*TEXTE FOURNI*
------------------------------------------------
Un grand nombre de haïkus auraient mérité, pour moi,
le titre de « haïku préféré ». Néanmoins, un haïku de Bashô me plaît
particulièrement :
un moine boit son
thé du matin
dans la quiétude
des chrysanthèmes
en fleurs (1)
Le contexte de ce haïku est le suivant : Bashô
emménage dans une chaumière que ses disciples ont louée pour lui dans le
domaine d’un temple bouddhiste, sur la rive du lac Biwa. Bashô compose donc ce
haïku. S’est-il mis lui-même en scène ou observe-t-il un moine qui, en toute
quiétude, prend son thé du matin? Qu’importe ce qui se passe à l’extérieur de
lui-même, ce moine est parfaitement centré,
dirait-on aujourd’hui, en paix avec lui-même et savoure son thé.
------------------------------------------------
*ENREGISTREMENTS STOCKÉS*

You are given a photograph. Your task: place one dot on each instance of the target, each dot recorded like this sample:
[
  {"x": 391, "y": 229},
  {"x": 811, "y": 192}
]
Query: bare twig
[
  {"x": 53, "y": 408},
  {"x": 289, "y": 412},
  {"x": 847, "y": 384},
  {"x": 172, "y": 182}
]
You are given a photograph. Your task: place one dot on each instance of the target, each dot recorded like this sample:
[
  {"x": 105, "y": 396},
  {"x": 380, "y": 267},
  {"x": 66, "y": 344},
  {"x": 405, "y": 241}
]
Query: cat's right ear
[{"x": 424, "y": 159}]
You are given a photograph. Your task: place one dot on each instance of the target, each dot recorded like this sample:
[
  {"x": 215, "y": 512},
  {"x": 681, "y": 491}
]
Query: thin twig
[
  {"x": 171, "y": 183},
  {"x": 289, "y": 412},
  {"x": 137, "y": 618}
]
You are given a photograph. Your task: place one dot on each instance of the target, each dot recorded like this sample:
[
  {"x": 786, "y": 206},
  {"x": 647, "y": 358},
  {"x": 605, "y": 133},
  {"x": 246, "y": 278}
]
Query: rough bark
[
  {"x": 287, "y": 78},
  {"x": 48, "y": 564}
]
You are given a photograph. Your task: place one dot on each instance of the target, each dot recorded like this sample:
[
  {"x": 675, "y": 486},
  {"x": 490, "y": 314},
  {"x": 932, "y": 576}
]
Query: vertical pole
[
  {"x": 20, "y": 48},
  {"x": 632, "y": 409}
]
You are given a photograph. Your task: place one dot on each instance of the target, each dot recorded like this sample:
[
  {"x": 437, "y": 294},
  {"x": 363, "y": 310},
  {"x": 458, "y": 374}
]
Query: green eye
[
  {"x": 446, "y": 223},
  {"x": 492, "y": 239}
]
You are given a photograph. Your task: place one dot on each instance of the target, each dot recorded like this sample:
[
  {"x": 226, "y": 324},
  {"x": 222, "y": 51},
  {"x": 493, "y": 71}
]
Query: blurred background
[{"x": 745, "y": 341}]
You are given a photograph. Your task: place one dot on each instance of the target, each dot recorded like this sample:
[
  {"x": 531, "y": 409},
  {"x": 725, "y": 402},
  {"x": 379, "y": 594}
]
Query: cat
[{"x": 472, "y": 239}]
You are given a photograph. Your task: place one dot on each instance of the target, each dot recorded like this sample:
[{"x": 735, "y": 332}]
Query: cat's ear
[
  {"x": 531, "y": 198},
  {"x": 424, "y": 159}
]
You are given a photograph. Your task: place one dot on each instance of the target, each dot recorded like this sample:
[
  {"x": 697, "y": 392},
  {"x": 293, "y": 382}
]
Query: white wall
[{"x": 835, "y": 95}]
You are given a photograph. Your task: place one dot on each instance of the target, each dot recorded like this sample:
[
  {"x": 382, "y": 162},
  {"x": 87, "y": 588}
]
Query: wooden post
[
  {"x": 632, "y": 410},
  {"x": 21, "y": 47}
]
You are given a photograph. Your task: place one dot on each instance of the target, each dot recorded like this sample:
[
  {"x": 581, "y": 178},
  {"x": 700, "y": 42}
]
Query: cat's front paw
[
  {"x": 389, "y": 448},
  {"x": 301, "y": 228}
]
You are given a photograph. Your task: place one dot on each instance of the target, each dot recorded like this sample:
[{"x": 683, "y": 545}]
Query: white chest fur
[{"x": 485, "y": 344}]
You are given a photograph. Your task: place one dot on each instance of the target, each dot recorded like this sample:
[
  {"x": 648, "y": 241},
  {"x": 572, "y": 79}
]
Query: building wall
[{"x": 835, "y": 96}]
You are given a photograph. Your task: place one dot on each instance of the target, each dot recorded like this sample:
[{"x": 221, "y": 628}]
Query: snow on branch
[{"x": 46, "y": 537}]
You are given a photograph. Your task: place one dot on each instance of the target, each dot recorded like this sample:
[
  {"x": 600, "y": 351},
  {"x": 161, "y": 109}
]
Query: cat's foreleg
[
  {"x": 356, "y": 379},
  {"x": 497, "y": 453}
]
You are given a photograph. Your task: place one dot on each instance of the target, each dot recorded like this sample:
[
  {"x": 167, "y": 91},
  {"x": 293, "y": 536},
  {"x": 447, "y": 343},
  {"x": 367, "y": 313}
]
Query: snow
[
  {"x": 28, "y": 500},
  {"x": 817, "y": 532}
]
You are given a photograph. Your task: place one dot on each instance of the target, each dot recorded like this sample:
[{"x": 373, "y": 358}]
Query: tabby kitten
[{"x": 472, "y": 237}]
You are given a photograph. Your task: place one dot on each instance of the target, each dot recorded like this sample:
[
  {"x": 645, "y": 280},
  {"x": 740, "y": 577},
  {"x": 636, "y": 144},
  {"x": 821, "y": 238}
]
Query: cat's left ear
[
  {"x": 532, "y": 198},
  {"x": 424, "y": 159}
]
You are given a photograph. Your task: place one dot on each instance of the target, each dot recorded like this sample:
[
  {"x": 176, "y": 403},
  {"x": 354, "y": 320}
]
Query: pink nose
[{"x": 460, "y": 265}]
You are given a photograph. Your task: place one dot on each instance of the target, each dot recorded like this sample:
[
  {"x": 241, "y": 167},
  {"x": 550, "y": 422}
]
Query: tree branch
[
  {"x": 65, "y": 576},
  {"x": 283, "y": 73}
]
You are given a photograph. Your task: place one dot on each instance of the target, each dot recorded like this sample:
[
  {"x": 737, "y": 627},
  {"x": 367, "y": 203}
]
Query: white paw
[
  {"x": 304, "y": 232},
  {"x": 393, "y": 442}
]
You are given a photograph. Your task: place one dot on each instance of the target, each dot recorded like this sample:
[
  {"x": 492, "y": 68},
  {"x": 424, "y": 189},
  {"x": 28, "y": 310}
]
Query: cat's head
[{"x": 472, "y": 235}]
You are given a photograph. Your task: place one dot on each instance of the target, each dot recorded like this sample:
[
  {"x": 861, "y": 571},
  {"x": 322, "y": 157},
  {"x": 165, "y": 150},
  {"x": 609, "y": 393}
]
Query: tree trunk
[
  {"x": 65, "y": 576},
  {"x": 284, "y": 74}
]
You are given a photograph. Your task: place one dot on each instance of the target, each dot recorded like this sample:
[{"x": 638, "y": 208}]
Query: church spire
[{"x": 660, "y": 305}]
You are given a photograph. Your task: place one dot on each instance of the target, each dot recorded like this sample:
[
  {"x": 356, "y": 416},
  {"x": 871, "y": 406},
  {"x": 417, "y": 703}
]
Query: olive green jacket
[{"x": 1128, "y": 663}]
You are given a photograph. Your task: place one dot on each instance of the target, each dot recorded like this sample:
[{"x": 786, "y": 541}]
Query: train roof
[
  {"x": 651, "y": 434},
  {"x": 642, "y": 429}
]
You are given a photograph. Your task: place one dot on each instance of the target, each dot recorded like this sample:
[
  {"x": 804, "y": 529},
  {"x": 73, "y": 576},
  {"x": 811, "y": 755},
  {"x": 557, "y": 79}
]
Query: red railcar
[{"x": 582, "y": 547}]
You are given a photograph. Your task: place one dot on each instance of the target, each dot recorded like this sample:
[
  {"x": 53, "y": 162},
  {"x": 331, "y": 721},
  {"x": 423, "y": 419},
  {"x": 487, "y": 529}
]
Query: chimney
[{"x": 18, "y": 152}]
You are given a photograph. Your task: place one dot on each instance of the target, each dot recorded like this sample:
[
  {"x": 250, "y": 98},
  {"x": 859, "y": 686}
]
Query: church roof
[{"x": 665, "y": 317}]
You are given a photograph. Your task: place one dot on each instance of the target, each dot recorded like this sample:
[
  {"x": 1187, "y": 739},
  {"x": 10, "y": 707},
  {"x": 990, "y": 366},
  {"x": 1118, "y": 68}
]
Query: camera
------------------------------------------------
*À COMPLÉTER*
(a) Répondez à ces questions sur le texte consacré au haïku de Bashô :
(i) Qui a loué la chaumière dans laquelle Bashô emménage ?
(ii) Sur la rive de quel lac se trouve le domaine du temple bouddhiste ?
(iii) Que boit le moine dans le haïku cité ?
(b) Recopiez, dans le texte consacré au haïku de Bashô, le passage qui commence par « Un grand nombre » et se poursuit jusqu'à « en fleurs (1) ».
Les enregistrements n'ont aucun rôle ici.

*RÉPONSES PAR CONSIGNE*
(a)
(i) Ses disciples.
(ii) Le lac Biwa.
(iii) Son thé du matin.

(b)
Un grand nombre de haïkus auraient mérité, pour moi,
le titre de « haïku préféré ». Néanmoins, un haïku de Bashô me plaît
particulièrement :
un moine boit son
thé du matin
dans la quiétude
des chrysanthèmes
en fleurs (1)